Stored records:
--

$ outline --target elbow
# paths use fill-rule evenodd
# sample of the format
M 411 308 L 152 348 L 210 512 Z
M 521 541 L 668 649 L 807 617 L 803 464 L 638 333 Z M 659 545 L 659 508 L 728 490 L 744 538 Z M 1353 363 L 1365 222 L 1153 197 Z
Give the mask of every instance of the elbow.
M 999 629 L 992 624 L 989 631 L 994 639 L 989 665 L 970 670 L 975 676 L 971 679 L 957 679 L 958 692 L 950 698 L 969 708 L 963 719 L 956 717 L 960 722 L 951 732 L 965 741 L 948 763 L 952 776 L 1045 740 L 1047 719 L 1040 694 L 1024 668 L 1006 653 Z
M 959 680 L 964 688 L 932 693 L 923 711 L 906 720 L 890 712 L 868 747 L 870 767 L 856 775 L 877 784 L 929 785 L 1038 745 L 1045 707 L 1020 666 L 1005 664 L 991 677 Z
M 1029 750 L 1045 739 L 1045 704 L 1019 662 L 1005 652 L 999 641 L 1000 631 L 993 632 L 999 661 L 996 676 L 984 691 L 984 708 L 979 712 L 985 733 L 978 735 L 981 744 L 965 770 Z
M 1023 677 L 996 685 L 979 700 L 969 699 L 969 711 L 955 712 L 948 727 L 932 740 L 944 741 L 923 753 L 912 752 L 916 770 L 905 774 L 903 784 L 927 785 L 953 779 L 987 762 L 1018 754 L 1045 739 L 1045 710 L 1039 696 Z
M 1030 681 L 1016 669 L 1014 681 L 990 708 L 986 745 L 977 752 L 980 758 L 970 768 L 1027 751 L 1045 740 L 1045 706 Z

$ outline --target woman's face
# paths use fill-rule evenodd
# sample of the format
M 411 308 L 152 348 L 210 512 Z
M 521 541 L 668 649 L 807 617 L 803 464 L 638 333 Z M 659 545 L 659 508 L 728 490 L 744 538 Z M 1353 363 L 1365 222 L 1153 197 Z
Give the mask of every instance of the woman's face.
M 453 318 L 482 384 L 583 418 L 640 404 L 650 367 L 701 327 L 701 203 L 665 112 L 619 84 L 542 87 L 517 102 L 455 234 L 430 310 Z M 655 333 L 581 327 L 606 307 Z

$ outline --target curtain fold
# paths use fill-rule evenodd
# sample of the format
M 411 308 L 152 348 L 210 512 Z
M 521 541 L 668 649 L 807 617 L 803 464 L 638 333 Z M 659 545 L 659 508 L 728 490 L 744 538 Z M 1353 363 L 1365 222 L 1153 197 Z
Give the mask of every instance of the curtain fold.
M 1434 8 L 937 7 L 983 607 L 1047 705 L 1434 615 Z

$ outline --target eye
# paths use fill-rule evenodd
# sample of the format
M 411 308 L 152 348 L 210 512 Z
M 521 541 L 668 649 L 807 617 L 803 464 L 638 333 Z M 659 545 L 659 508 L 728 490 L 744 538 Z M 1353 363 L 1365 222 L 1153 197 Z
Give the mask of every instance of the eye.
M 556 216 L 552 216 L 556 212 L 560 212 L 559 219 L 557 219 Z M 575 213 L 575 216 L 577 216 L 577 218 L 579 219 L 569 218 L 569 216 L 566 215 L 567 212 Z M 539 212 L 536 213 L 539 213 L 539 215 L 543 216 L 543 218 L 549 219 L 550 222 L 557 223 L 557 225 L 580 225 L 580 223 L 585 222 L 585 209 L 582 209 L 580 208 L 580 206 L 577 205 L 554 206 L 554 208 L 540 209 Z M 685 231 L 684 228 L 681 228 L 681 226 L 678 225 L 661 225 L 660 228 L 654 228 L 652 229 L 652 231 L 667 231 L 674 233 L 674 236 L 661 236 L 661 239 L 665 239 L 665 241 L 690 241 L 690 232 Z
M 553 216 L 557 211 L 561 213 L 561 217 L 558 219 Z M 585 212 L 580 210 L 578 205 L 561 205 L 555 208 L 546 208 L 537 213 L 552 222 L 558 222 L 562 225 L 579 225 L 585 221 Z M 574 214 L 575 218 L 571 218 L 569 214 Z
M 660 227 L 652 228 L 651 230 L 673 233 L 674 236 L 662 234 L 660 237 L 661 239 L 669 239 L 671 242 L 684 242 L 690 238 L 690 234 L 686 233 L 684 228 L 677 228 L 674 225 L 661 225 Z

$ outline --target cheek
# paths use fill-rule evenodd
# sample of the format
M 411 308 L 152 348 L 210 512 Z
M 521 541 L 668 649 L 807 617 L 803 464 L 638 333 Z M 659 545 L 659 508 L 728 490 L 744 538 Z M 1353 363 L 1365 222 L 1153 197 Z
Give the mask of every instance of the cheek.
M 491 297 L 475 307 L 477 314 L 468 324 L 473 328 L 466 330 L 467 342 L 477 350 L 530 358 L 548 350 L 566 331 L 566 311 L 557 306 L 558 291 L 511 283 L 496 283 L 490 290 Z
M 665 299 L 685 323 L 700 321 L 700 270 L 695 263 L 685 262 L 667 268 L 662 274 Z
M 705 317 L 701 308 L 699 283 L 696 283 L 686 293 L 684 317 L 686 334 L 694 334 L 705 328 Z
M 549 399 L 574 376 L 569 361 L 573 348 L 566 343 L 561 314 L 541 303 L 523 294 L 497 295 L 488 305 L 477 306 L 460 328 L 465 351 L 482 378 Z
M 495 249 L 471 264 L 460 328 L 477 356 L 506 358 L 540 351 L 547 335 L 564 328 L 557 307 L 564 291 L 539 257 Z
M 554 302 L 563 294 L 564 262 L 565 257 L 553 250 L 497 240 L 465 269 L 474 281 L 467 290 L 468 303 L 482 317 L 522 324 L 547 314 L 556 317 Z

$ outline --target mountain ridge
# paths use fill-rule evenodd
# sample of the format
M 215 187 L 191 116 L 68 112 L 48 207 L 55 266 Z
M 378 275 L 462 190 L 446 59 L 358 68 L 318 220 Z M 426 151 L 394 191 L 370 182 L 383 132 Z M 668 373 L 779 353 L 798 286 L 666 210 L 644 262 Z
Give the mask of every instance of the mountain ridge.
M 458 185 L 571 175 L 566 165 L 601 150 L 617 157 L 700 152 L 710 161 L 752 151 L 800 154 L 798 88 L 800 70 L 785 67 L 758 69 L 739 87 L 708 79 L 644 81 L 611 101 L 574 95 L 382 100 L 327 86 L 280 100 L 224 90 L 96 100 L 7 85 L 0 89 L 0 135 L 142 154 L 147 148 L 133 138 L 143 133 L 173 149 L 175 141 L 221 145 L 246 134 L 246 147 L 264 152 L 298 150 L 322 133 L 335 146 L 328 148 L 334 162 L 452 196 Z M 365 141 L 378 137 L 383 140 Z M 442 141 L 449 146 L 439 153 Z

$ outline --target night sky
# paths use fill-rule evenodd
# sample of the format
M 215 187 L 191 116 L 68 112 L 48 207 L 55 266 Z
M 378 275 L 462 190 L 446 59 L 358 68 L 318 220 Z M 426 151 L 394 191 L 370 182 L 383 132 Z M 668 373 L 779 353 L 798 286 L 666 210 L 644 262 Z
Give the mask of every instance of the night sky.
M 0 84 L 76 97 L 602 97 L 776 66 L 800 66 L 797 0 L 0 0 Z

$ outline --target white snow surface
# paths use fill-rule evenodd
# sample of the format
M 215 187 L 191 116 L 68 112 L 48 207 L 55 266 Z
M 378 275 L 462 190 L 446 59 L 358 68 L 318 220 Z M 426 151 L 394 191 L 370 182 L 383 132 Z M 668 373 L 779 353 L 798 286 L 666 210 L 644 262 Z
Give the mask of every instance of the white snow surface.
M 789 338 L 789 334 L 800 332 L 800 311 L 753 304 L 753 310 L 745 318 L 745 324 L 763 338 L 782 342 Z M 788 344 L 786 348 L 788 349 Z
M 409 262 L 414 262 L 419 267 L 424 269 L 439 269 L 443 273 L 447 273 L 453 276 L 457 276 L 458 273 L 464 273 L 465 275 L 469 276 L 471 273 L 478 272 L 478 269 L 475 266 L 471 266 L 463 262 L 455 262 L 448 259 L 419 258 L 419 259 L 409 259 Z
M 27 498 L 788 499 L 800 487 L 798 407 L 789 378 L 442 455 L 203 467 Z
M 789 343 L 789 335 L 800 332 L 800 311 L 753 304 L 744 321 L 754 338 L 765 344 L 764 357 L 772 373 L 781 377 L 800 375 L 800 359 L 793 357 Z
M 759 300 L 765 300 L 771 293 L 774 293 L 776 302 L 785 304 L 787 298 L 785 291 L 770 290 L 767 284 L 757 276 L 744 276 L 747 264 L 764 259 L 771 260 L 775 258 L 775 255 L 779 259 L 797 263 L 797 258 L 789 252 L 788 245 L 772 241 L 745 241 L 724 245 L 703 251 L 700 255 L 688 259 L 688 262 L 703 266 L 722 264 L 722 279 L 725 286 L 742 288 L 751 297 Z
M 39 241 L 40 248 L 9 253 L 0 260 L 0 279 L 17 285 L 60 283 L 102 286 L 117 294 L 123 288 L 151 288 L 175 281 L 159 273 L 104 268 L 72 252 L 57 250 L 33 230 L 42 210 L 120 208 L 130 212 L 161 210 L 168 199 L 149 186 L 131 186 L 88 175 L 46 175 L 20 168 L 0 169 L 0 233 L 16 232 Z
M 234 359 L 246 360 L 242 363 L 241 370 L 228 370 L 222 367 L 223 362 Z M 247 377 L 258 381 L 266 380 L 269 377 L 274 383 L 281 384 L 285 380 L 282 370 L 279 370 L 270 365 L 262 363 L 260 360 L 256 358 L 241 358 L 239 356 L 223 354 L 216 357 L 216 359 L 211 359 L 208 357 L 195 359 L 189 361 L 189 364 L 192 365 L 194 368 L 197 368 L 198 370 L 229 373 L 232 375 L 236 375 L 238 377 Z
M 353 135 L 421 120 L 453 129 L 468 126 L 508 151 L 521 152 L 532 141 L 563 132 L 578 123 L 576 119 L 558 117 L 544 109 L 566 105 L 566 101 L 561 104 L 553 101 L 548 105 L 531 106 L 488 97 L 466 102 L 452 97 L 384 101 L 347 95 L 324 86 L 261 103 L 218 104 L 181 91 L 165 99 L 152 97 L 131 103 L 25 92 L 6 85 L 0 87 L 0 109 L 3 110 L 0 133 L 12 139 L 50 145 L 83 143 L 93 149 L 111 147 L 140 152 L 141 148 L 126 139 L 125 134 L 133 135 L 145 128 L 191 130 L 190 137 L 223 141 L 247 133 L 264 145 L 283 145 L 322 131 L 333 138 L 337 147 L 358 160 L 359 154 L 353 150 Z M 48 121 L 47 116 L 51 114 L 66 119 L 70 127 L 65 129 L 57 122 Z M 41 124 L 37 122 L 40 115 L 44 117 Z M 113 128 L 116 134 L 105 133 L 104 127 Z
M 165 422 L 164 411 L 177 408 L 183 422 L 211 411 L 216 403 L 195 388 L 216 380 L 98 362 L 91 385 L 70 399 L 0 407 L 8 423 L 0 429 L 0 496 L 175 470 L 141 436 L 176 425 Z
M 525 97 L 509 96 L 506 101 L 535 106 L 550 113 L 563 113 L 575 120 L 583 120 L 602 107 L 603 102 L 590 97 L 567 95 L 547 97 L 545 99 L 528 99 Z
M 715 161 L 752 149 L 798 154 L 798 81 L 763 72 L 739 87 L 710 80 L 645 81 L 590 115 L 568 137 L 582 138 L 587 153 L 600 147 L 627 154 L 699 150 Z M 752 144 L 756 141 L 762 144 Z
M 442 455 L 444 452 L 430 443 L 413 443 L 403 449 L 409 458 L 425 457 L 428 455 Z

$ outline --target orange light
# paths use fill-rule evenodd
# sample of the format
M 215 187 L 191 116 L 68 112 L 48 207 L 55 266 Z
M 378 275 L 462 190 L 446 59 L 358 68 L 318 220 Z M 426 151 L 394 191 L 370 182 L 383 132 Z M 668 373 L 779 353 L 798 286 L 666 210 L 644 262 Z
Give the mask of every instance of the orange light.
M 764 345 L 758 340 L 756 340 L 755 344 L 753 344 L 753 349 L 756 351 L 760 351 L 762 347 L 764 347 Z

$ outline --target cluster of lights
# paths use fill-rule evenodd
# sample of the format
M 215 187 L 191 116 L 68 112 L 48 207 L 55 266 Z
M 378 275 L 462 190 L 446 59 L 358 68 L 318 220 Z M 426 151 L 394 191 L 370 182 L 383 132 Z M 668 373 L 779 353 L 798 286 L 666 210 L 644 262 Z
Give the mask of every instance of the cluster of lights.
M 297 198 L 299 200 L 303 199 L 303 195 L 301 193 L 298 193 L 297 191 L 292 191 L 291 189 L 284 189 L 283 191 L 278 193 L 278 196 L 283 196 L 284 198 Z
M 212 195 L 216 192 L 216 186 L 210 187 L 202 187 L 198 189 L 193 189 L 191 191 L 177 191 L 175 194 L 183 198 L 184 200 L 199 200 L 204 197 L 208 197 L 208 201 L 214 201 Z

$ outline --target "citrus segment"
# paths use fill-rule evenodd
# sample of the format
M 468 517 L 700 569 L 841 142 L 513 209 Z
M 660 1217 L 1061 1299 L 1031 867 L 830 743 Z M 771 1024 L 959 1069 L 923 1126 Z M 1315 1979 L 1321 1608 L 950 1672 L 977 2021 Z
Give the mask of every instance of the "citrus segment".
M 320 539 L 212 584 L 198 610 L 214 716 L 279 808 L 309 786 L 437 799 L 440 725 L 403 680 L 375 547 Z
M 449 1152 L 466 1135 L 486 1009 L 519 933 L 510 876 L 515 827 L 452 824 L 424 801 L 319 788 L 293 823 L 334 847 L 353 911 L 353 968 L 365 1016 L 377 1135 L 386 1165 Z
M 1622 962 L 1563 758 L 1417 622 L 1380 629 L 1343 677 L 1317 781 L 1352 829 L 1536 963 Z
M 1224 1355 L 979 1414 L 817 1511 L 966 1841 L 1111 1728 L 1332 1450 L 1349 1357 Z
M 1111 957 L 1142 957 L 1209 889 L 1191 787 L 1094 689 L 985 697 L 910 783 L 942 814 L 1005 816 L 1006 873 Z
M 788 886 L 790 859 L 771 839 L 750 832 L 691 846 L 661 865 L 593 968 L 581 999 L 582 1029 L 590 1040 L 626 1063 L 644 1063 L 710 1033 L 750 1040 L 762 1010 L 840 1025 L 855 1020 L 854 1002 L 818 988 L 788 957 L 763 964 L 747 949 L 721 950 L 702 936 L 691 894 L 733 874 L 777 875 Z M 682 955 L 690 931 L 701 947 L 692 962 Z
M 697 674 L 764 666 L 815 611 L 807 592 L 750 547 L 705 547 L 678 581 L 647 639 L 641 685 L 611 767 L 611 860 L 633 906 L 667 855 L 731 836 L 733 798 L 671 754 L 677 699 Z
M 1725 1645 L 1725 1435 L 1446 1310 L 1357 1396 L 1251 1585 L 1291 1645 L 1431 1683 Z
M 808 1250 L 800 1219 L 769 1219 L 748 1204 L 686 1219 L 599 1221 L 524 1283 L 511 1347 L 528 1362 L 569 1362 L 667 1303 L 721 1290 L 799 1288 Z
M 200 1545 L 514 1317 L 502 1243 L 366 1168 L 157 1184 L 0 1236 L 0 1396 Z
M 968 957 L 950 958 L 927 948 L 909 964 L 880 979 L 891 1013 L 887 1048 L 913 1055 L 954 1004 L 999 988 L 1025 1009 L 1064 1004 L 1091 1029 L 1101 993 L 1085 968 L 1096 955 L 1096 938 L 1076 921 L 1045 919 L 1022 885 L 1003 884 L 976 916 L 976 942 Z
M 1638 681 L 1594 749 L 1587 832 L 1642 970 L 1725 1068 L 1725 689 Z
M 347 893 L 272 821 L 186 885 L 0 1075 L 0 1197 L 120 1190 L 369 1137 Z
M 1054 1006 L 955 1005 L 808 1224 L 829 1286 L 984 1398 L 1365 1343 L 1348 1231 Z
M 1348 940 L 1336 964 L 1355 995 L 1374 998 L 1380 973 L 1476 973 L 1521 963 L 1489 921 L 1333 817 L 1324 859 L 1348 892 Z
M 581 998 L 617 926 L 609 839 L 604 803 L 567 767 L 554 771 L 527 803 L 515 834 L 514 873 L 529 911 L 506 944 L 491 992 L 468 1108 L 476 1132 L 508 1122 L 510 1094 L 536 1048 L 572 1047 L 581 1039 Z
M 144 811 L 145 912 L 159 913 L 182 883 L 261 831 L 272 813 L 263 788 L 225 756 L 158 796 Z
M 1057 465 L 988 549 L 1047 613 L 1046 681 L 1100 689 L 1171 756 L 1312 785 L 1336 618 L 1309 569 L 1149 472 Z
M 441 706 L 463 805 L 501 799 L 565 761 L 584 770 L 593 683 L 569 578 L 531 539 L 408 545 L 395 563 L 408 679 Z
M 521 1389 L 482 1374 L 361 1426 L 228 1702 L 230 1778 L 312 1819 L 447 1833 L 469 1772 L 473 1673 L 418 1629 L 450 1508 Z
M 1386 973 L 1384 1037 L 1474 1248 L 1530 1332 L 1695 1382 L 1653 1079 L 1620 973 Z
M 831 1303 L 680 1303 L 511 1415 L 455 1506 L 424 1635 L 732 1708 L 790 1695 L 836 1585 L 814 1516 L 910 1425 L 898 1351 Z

--

* _ASSIGNMENT_: Show each line in the data where the string "outline" appears.

* _ANSWER TO THIS EXERCISE_:
$ outline --target elbow
$ outline --target woman's face
$ outline --target curtain fold
$ outline --target eye
$ outline --target cheek
$ outline --target mountain ridge
$ outline --target night sky
$ outline --target white snow surface
$ outline --target orange light
$ outline --target cluster of lights
$ outline --target "citrus segment"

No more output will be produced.